##### Document segment

Search This Blog

Tuesday, December 25, 2012

KVM hosted virtual servers using bridging: theory and practice

If you are a systems or networks administrator that:
  • works in enterprise data centers or 
  • someone that wants to deploy virtual servers in a newly acquired multi-core server using RHEL 6 and nothing more than the Linux KVM and RedHat's basic virt-manager application and/or 
  • you wish to gain an understanding of KVM's virtual networking architecture
then this article/technical walkthrough is for you. Most of these techniques will work on other Linux distributions besides RHEL 6. Admittedly, there are more user friendly, free and commercial tools that allow you to deploy virtual machines. The usual suspects include VMware, RedHat, Oracle, Parallels that provide industrial strength solutions with intuitive point-and-click interfaces that make the setup of virtual machines an easy task.

However, I like to keep my production server software stack as simple as possible. Those of you that had to troubleshoot VM performance or other problems and faced the 'ping-pong' between the virtualization and the OS vendors will know what I mean. Thus, I use KVM/qemu and virt-manager to cater for my VM needs. The downside is that these tools are less intuitive to use for the newcomer, but with a little bit of good documentation and practice, they can be effective. I draw this conclusion after looking around in various technical support threads and after browsing RedHat's documentation on the subject. The threads seem to confuse the various virtual switching modes and techniques when things could be done more easily with interface bridging. The same can be said for Redhat's Virtualization Administration Guide, which does a fairly good job detailing the Routed, NAT and isolated virtual networking modes (Chapter 18), however it fails to mention how bridging could be used for hosting virtual servers. I am going to spend the rest of the article to explain this in detail.

The Theory

Let's be more specific now and explain what I mean when I say I need to deploy a fully networked virtual server. When you use the virt-manager application, it's easy to deploy a network enabled guest OS by means of using Network Address Translation (NAT). In fact, NAT (IP Masquerading, a specific mode of NAT) is the default guest OS virtual networking mode, using the IP address of the physical host server.  

 Figure 1

The figure above displays the networking data path traversal from the VM guests, all the way to the physical network/VLAN, when using the default virtual networking mode (NAT). Starting at the bottom of the figure, each guest has been assigned to a virtual network interface (vnetx). This is essentially a software implementation of an interface which is part of a virtual switch. At the other end of the virtual switch, a virtual bridge interface (virbr0) merges the traffic from the VMs and interfaces to the IPTABLES module which performs the actual NAT. At the end, you have the eth0 physical interface which carries the packets to the actual wire.

##########
##### Dataset

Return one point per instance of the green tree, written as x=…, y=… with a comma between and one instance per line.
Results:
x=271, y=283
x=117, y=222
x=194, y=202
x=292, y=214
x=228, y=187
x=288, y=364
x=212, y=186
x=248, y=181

##########

- Short exercise 1 -
In the KVM bridging article, what is the default guest OS virtual networking mode when using virt-manager?
- Short exercise 2 -
Rewrite the paragraph of the KVM bridging article that begins "The figure above displays" as a short bulleted list that keeps its main facts.
- Short exercise 3 -
Write out the passage of the KVM bridging article starting with "The figure above" and going on through "the actual wire.".

- Written reply 1 -
NAT (specifically IP Masquerading), using the IP address of the physical host server.

- Written reply 2 -
- Shows the networking data path from the VM guests to the physical network/VLAN under the default NAT mode.
- Each guest is assigned a virtual network interface (vnetx), a software interface that is part of a virtual switch.
- At the other end of the switch, a virtual bridge interface (virbr0) merges the VM traffic and interfaces to the IPTABLES module, which performs the actual NAT.
- The eth0 physical interface carries the packets to the wire.

- Written reply 3 -
The figure above displays the networking data path traversal from the VM guests, all the way to the physical network/VLAN, when using the default virtual networking mode (NAT). Starting at the bottom of the figure, each guest has been assigned to a virtual network interface (vnetx). This is essentially a software implementation of an interface which is part of a virtual switch. At the other end of the virtual switch, a virtual bridge interface (virbr0) merges the traffic from the VMs and interfaces to the IPTABLES module which performs the actual NAT. At the end, you have the eth0 physical interface which carries the packets to the actual wire.